# Exercise task
Take down each entry exactly as written.

# Record list
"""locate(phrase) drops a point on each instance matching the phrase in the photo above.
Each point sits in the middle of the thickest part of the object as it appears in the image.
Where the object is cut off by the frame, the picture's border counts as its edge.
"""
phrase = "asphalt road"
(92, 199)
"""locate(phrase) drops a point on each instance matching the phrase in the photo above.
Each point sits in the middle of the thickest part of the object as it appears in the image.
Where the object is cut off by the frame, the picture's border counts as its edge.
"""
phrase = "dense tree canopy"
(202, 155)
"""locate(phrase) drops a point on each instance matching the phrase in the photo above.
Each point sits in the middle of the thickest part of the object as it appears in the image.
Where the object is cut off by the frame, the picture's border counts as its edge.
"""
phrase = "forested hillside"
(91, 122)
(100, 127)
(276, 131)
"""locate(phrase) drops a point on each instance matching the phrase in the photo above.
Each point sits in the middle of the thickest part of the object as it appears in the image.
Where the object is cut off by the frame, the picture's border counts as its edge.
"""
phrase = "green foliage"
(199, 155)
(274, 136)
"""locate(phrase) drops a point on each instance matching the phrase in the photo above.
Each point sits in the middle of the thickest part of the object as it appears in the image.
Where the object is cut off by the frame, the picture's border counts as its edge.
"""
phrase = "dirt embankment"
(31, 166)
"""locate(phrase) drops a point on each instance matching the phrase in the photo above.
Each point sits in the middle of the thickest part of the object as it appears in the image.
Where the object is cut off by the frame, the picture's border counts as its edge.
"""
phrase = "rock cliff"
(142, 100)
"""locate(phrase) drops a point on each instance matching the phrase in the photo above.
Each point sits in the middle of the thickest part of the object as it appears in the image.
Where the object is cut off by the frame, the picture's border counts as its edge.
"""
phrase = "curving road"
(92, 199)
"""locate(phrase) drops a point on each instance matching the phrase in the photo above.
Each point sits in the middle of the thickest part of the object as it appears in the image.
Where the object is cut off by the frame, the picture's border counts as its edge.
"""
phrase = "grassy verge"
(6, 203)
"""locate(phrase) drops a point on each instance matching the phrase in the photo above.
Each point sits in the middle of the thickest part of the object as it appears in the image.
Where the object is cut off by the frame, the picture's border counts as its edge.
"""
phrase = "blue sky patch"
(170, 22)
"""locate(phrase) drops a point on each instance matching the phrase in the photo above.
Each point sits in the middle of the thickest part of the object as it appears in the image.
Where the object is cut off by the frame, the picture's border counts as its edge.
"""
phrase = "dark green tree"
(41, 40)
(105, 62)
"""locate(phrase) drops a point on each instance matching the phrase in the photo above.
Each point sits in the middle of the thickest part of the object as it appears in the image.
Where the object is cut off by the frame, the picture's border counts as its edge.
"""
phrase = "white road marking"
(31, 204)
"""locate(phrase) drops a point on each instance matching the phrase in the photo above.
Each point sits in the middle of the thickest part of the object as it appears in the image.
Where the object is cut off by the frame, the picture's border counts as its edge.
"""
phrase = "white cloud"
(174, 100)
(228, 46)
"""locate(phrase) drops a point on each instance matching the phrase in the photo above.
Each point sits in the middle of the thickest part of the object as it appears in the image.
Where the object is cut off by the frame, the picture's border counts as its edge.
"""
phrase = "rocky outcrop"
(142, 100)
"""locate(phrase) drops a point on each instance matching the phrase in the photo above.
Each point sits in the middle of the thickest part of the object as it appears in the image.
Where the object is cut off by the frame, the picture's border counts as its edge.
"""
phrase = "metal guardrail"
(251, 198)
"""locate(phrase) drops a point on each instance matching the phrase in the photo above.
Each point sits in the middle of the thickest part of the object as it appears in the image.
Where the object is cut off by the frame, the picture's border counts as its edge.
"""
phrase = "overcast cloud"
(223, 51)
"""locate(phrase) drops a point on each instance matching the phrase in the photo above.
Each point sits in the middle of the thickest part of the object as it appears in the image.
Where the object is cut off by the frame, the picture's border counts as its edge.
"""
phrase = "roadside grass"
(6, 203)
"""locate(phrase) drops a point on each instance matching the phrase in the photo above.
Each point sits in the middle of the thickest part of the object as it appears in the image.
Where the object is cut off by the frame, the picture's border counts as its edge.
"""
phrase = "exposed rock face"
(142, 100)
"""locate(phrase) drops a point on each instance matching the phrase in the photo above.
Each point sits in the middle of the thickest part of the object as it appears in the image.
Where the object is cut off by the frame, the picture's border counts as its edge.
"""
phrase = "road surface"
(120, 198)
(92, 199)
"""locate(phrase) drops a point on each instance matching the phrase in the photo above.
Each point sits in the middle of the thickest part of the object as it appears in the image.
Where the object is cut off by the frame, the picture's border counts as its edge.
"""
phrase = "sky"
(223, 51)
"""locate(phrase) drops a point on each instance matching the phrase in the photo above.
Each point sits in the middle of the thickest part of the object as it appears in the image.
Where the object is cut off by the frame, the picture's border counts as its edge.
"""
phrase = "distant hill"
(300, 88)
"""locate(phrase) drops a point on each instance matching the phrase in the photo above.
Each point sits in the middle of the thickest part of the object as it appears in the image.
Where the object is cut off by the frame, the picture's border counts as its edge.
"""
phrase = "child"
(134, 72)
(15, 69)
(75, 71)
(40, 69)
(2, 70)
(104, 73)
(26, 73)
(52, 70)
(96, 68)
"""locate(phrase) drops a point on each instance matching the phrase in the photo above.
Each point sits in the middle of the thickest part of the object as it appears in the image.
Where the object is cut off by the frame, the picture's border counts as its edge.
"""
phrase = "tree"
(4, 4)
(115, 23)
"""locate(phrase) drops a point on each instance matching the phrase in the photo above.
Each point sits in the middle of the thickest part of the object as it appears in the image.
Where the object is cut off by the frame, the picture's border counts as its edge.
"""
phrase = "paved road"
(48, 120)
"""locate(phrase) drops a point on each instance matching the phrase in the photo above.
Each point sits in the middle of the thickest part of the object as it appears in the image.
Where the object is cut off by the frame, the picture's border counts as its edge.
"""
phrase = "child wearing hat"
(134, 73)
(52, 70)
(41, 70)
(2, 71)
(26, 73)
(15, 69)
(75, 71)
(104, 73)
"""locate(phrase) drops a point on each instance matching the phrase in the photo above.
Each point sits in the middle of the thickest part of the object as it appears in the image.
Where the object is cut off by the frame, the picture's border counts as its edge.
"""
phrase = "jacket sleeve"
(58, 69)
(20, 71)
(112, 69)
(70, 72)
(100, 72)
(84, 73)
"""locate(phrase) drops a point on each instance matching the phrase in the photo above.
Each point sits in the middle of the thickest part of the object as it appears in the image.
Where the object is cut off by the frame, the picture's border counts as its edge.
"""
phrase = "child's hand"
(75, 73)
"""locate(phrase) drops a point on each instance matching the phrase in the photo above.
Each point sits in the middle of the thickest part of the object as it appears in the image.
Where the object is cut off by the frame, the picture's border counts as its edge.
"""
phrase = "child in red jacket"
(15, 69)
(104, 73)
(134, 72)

# Correct result
"""locate(phrase) drops a point on each instance matching the phrase in the photo above.
Each point sits in the middle of the thickest part of the object as it appears in the image.
Where the object is cut off by the frame, the picture's border counts as its edge.
"""
phrase = "asphalt road"
(92, 199)
"""locate(phrase) drops a point on each instance matching the phrase in the photo above.
Each point sits in the middle of the thickest part of the object as it appears in the image.
Where the object is cut off by the frame, the picture's border counts as its edge.
"""
phrase = "dense tree canopy"
(202, 155)
"""locate(phrase) drops a point on each instance matching the phrase in the photo above.
Each point sits in the middle of the thickest part of the object as it appears in the image.
Where the object is cut off by the frame, the picture's border counts as its edge.
"""
phrase = "forested hillside"
(91, 122)
(100, 127)
(276, 131)
"""locate(phrase) drops a point on each instance matching the phrase in the photo above.
Each point sits in the middle of the thickest part of the object as it appears in the image.
Where the object is cut off by the frame, the picture's border counts as its edge.
"""
phrase = "green foliage"
(199, 155)
(274, 136)
"""locate(phrase) drops a point on each instance matching the phrase in the photo above.
Each point sits in the middle of the thickest part of the object as it appears in the image.
Where the object is cut off by the frame, the picture's border counts as its edge.
"""
phrase = "dirt embankment"
(31, 166)
"""locate(phrase) drops a point on each instance matching the phrase in the photo above.
Each point sits in the middle of the thickest part of the object as it appears in the image.
Where the object is cut off by the frame, the picture's border counts as its edge.
"""
phrase = "rock cliff"
(142, 100)
"""locate(phrase) drops a point on each instance matching the phrase in the photo above.
Each point sits in the middle of the thickest part of the object as it appears in the image.
Where the object is cut off by the frame, the picture's border counts as its edge.
"""
phrase = "curving road"
(92, 199)
"""locate(phrase) drops a point on each instance matching the phrase in the photo above.
Each point sits in the middle of the thickest part of the object as it appears in the image.
Where the object is cut off by the frame, the picture's border counts as its edge.
"""
phrase = "grassy verge"
(6, 203)
"""locate(phrase) drops a point on each instance matching the phrase in the photo above.
Each point sits in the middle of the thickest part of the object as it appears in the image.
Where the object is cut off by the frame, the picture's border counts as its edge.
"""
phrase = "blue sky patch"
(170, 22)
"""locate(phrase) drops a point on each instance matching the phrase in the photo above.
Each point sits in the middle of the thickest part of the object as it appears in the image.
Where the object is cut off by the frame, the picture's border counts as its edge.
"""
phrase = "dark green tree"
(41, 40)
(105, 62)
"""locate(phrase) drops a point on each instance matching the phrase in the photo above.
Each point sits in the middle of the thickest part of the object as it appears in the image.
Where the object is cut off by the frame, the picture's border counts as its edge.
"""
phrase = "white road marking"
(31, 204)
"""locate(phrase) drops a point on each instance matching the phrase in the photo above.
Each point sits in the middle of the thickest part of the object as it appears in the image.
Where the object is cut off by the frame, the picture's border counts as its edge.
"""
phrase = "white cloud"
(174, 100)
(228, 46)
"""locate(phrase) drops a point on each instance matching the phrase in the photo above.
Each point sits in the middle of the thickest part of the object as it appears in the image.
Where the object is cut off by the frame, the picture's border counts as its edge.
"""
phrase = "rocky outcrop"
(142, 100)
"""locate(phrase) drops a point on each instance matching the phrase in the photo above.
Each point sits in the middle of the thickest part of the object as it appears in the image.
Where the object is cut off by the frame, the picture's border counts as its edge.
"""
phrase = "metal guardrail"
(251, 198)
"""locate(phrase) drops a point on each instance matching the phrase in the photo above.
Each point sits in the middle of the thickest part of the object as it appears in the image.
Where the object is cut off by the frame, the picture's border counts as its edge.
"""
phrase = "overcast cloud"
(223, 51)
"""locate(phrase) drops a point on each instance matching the phrase in the photo above.
Each point sits in the middle of the thickest part of the object as it appears in the image.
Where the object is cut off by the frame, the picture's border counts as its edge.
"""
phrase = "roadside grass"
(6, 203)
"""locate(phrase) drops a point on each instance matching the phrase in the photo above.
Each point sits in the middle of the thickest part of the object as it appears in the image.
Where the object is cut off by the frame, the picture's border counts as its edge.
"""
phrase = "exposed rock face"
(142, 100)
"""locate(phrase) drops a point on each instance matching the phrase in the photo above.
Each point sits in the middle of the thickest part of the object as it appears in the image.
Where the object is cut off by the frame, the picture's border counts as its edge.
"""
phrase = "road surface"
(120, 198)
(92, 199)
"""locate(phrase) drops a point on each instance matching the phrase in the photo above.
Each point sits in the middle of the thickest part of the object as it appears in the image.
Where the object is cut off by the frame, the picture's border counts as its edge.
"""
phrase = "sky"
(223, 51)
"""locate(phrase) drops a point on each instance matching the phrase in the photo above.
Each point sits in the middle of the thickest part of the object as it appears in the image.
Where the object is cut off by the frame, the picture's border counts as its edge.
"""
phrase = "distant hill"
(300, 88)
"""locate(phrase) drops a point on each instance matching the phrase in the photo above.
Each point sits in the middle of the thickest part of the object as it appears in the image.
Where the object is cut off by the frame, the picture's border counts as its edge.
"""
phrase = "child"
(134, 72)
(15, 69)
(75, 71)
(40, 69)
(2, 70)
(104, 73)
(26, 73)
(52, 70)
(96, 68)
"""locate(phrase) drops a point on each instance matching the phrase in the photo above.
Each point sits in the middle of the thickest part of the object as it appears in the image.
Where the object is cut off by the frame, the picture's border counts as its edge.
"""
phrase = "tree"
(4, 4)
(115, 23)
"""locate(phrase) drops a point on each instance matching the phrase in the photo above.
Each point sits in the middle of the thickest part of the object as it appears in the image.
Where the object is cut off by the frame, the picture's border counts as its edge.
"""
phrase = "paved road"
(48, 120)
"""locate(phrase) drops a point on each instance matching the phrase in the photo above.
Each point sits in the middle of the thickest part of the object as it appears in the image.
Where the object is cut off by the frame, the picture's border counts as its edge.
"""
phrase = "child wearing hat"
(134, 73)
(52, 70)
(41, 70)
(2, 71)
(26, 73)
(15, 69)
(75, 71)
(104, 73)
"""locate(phrase) drops a point on each instance matching the phrase in the photo above.
Each point sits in the middle of the thickest part of the object as it appears in the image.
Where the object is cut off by the frame, the picture's border counts as its edge.
"""
phrase = "jacket sleeve"
(58, 69)
(20, 71)
(112, 69)
(70, 72)
(100, 72)
(84, 73)
"""locate(phrase) drops a point on each instance matching the phrase in the photo above.
Each point sits in the middle of the thickest part of the object as it appears in the image.
Where the object is cut off by the frame, the picture's border counts as its edge.
"""
phrase = "child's hand"
(75, 73)
"""locate(phrase) drops a point on each instance matching the phrase in the photo above.
Each point sits in the middle of the thickest part of the object as it appears in the image.
Where the object is cut off by the frame, the picture's border counts as its edge.
"""
phrase = "child in red jacket"
(15, 69)
(104, 73)
(134, 72)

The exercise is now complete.